Text
%%

Adult index patients who started TB treatment between 21 October 2011 and 28 February 2014 were included. As per the literature and in line with WHO standards, an adult TB patient was defined as being >15 years of age.[1,13,16,23] Child contacts were defined as children <5 years of age, who are in close contact with an adult with infectious TB.[21,22] Only index patients with bacteriologically confirmed pulmonary TB were enrolled. These are patients with smear and/or GeneXpert (Cepheid, USA) and/or culture-positive sputum results, including drug-sensitive and drug-resistant pulmonary TB disease. HIV status was not recorded on the IPT card; therefore, any child contact >5 years old, regardless of HIV status, was not included in the study. Completion of IPT treatment was defined as a contact having collected at least 24 weeks of IPT. If a contact was discharged after 6 months of treatment, but had not collected medication for the relevant time period, they were not classified as having completed treatment.

A similar study in a high-TB-burden setting established that 20% of eligible child contacts were initiated on IPT.[13] This figure was used to calculate the sample size of 246 child contacts, which was required to obtain a 95% confidence interval (CI) with a 5% precision, using EpiCalc 2000 (Microsoft, USA).[24]

Index patients were identiiied irom the drug-sensitive TB treatment register and folders in the TB filing system at the clinic. Folders of all eligible index patients who started TB treatment at the clinic from 21 October 2011 to 28 February 2014 were reviewed, together with all IPT cards for children who started therapy during this period. An attempt was made to link these contacts to an index case. Both drug-sensitive and drug-resistant index patients were enrolled. In line with NDoH and WHO guidelines, contacts of multidrug-resistant TB are not administered second-line TB drugs for prophylaxis.[21,22,25] According to local practice, these contacts are managed at primary clinic level in the same way as contacts of drug-sensitive patients (Sr N Ges-wint - personal communication, 2014).

%%

Exercises
- A) Which kinds of sputum result does the TB study text name as confirming pulmonary TB?
- B) Can you output the TB study text word for word, starting at the words "Index patients were identiiied" and stopping after "personal communication, 2014)."?
The listing is separate material, apart from the TB study text.

Information shown

%%

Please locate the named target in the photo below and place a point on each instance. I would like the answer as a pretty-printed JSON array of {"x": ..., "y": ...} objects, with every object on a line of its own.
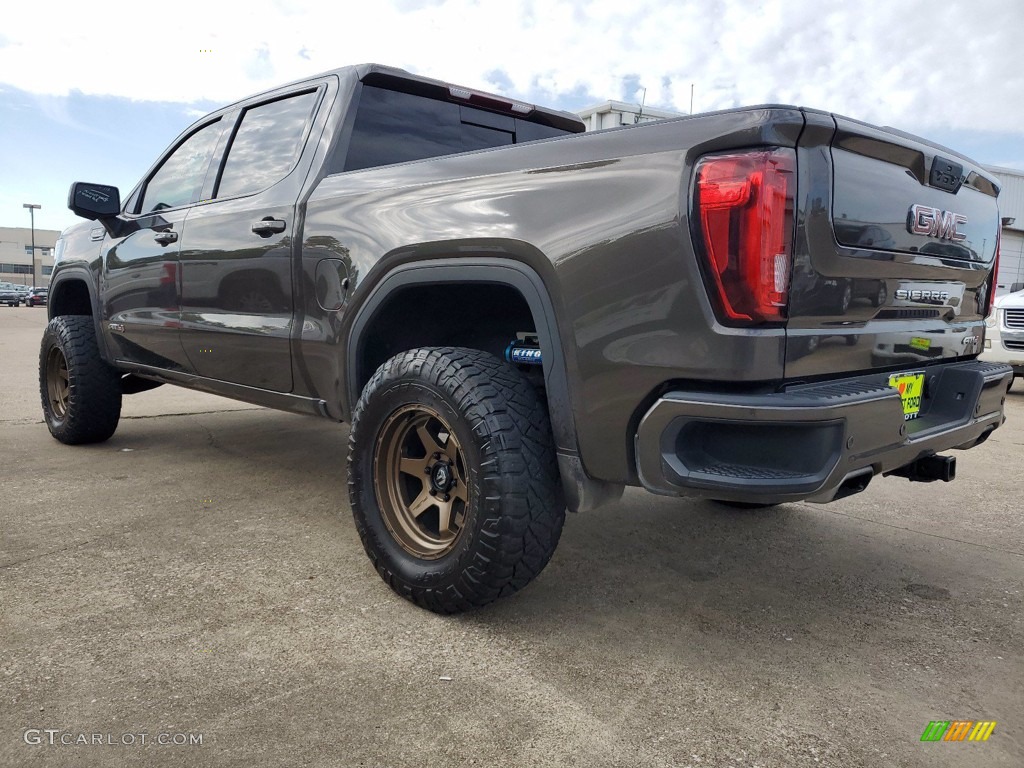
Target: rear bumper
[{"x": 816, "y": 441}]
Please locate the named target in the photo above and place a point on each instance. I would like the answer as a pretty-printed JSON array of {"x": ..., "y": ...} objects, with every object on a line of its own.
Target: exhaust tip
[{"x": 929, "y": 469}]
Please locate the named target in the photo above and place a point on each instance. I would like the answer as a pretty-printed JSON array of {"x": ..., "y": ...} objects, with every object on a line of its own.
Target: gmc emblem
[{"x": 935, "y": 223}]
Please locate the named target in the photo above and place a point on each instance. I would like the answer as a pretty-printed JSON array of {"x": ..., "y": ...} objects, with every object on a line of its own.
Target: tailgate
[{"x": 893, "y": 252}]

%%

Answers for each item
- A) Smear, GeneXpert (Cepheid, USA) and culture.

- B)
Index patients were identiiied irom the drug-sensitive TB treatment register and folders in the TB filing system at the clinic. Folders of all eligible index patients who started TB treatment at the clinic from 21 October 2011 to 28 February 2014 were reviewed, together with all IPT cards for children who started therapy during this period. An attempt was made to link these contacts to an index case. Both drug-sensitive and drug-resistant index patients were enrolled. In line with NDoH and WHO guidelines, contacts of multidrug-resistant TB are not administered second-line TB drugs for prophylaxis.[21,22,25] According to local practice, these contacts are managed at primary clinic level in the same way as contacts of drug-sensitive patients (Sr N Ges-wint - personal communication, 2014).